— Document segment —
Guest column: Reinford Khumalo
A SINISTER narrative has persistently been promoted implicitly and deliberately by the developed countries and supported naively by most African leaders — the victims of exploitation and underdevelopment by the developed countries, that developing countries need to trade exclusively on primary resources in exchange for finished products and technology from the first world countries.
This practice ironically takes developing countries back to barter trade days, where African chiefs would trade gold ore, iron ore and other mineral resources for mirrors and guns — the finished products.
The rationale for the on-going approach is that African countries have not yet developed infrastructure to industrialise. They lack sufficient energy resources such as power and electricity to process their primary resources. They are only aptly capable of extracting primary resources because they have adequate unskilled labour to do so.
There is high HIV/Aids prevalence among the youth in developing countries. These and other reasons are the ones advanced in support of the idea to confine Africa to exporting primary products to boost her Gross National Product (GNP). The notion to support this argument is impliedly that the first world has achieved the tertiary level of industrialisation in all sectors from extractive industries to processing of primary resources into finished products and in information communication technologies (ICTs) development.
Such industrial development by developed countries must, therefore, to all intents and purposes be protected by the developed countries. The lagers behind — the developing countries, that have not yet reached such a stage of industrialisation must, therefore, be relegated to extracting primary resources only and trade in such resources.
The experience becomes a tacitly forced comparative advantage between the developed and the developing countries, as it were. This is designed to lessen competition in trading in finished products between the developed countries and the developing ones.

— Set task A —
Put this sentence from the guest column on African trade into Spanish: "This practice ironically takes developing countries back to barter trade days, where African chiefs would trade gold ore, iron ore and other mineral resources for mirrors and guns — the finished products."
— Set task B —
Carry on the guest column on Africa's trade in primary resources, picking up after its final sentence.
The entries that come next are separate material, unrelated to the column.

— Excerpted records —
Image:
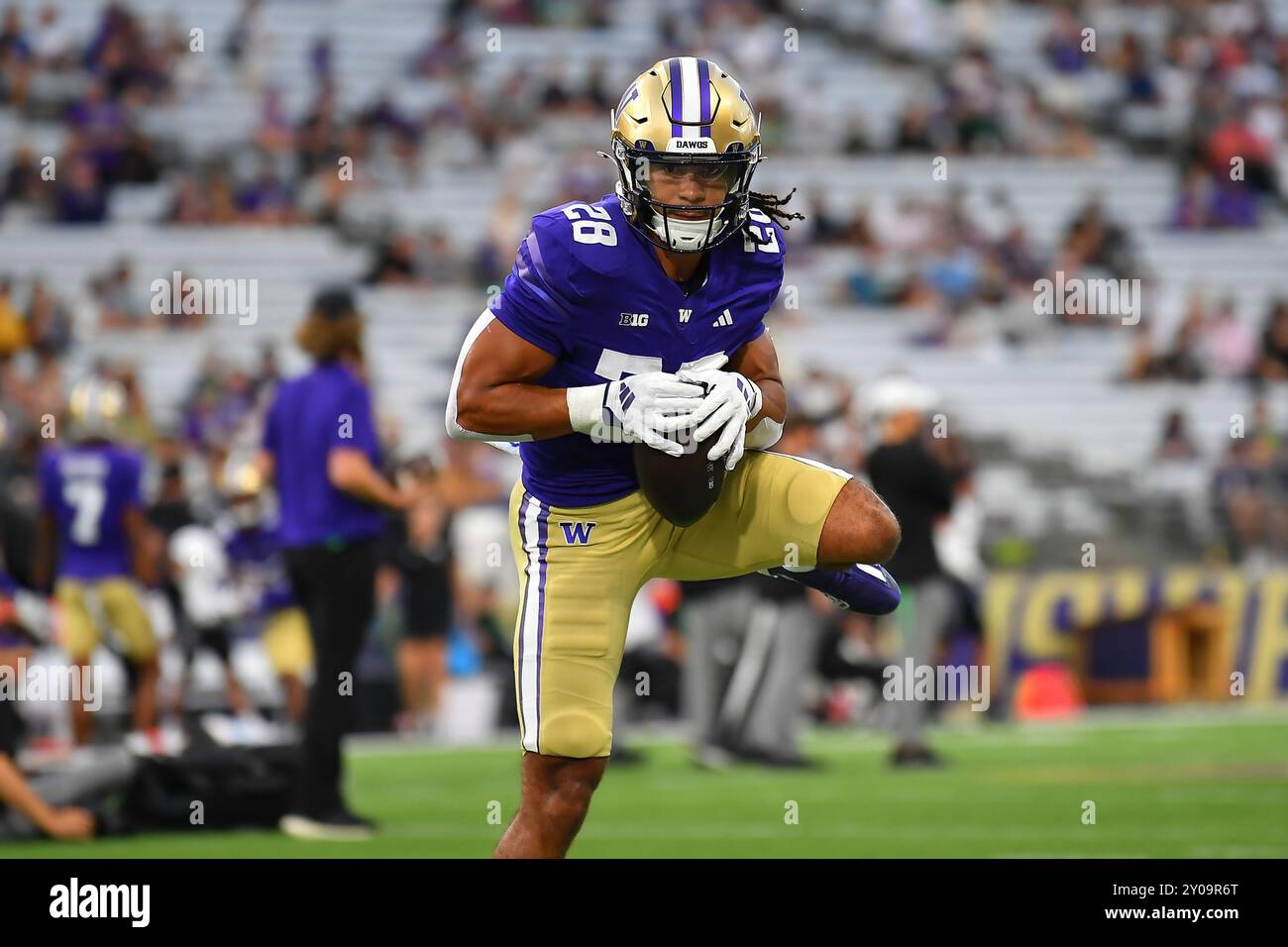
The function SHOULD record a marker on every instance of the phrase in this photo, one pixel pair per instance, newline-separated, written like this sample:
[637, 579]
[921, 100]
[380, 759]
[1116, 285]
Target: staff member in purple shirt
[322, 454]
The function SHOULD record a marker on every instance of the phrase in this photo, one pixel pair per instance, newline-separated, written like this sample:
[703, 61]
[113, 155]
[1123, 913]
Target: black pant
[336, 587]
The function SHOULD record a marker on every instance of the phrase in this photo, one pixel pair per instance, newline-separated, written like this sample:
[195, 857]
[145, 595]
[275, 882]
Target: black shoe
[336, 826]
[915, 755]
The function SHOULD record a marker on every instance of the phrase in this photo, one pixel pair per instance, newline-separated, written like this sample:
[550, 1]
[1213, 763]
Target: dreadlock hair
[333, 328]
[772, 206]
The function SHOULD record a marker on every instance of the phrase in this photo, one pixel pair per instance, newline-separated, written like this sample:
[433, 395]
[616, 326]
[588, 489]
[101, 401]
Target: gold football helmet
[94, 408]
[690, 112]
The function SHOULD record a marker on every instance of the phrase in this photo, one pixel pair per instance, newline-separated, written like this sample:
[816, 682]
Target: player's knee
[570, 799]
[881, 536]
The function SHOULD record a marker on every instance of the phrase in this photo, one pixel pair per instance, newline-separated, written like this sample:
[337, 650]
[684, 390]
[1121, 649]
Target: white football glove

— Response A —
Irónicamente, esta práctica hace retroceder a los países en desarrollo a los tiempos del trueque, cuando los jefes africanos intercambiaban mineral de oro, mineral de hierro y otros recursos minerales por espejos y armas: los productos terminados.

— Response B —
It further gives developed countries advantage over developing countries in the creation of employment for their countries through the processing of raw materials, resulting from the diversity of manufactured products as the multiplier effect takes place.
The key purpose of this article is to create awareness of why most African countries should reject this relegation to an inferior status of participating in a process of impoverishing themselves and enriching the West and the Far East through relying exclusively on trading in raw mineral resources with the first world in exchange for finished products.
First and foremost in redressing this inimical dealing with developed countries, African countries ought to develop strong policies on trade and stand firmly by them. Such policies should focus on the need for developing countries to strive to achieve the Millennium Development Goals (MDGs).
No nation should remain poor and without sufficient resources to sustain a healthy standard of living for all its citizens. That being the case, therefore, all sovereign nations should have the freedom to explore all strategies that enable them to attain such goals.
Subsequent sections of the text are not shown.